──────── SUPPLIED MATERIAL ────────

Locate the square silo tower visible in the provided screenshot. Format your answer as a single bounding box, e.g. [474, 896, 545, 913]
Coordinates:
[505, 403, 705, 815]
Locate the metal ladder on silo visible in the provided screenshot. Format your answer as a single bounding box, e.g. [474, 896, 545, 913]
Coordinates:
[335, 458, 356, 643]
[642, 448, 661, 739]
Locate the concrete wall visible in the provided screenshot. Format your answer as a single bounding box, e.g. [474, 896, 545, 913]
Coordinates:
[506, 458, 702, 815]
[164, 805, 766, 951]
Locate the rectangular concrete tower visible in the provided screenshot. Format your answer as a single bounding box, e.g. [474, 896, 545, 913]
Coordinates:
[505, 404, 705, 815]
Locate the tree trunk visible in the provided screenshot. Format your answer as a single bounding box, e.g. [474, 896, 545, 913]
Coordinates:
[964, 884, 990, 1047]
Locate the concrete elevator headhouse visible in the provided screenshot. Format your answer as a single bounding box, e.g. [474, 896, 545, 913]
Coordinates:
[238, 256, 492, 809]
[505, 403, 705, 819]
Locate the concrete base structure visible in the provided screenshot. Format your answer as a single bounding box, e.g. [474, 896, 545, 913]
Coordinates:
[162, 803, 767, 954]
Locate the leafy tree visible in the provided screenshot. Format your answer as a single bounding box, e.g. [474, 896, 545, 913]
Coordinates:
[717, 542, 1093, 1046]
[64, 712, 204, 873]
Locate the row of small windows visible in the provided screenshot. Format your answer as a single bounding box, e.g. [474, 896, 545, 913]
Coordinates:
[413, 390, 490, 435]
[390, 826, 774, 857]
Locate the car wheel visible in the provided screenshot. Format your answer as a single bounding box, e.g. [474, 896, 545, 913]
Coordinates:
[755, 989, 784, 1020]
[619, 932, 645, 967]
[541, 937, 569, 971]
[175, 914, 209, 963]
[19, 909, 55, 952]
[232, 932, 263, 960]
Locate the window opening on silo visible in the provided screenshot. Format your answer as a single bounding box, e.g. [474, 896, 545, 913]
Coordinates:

────────

- _TASK BRIEF_: How many lines of the data above contain the word "tower"? Matching is case-sensitive. Give only the number.

- _TASK SOLUTION_: 2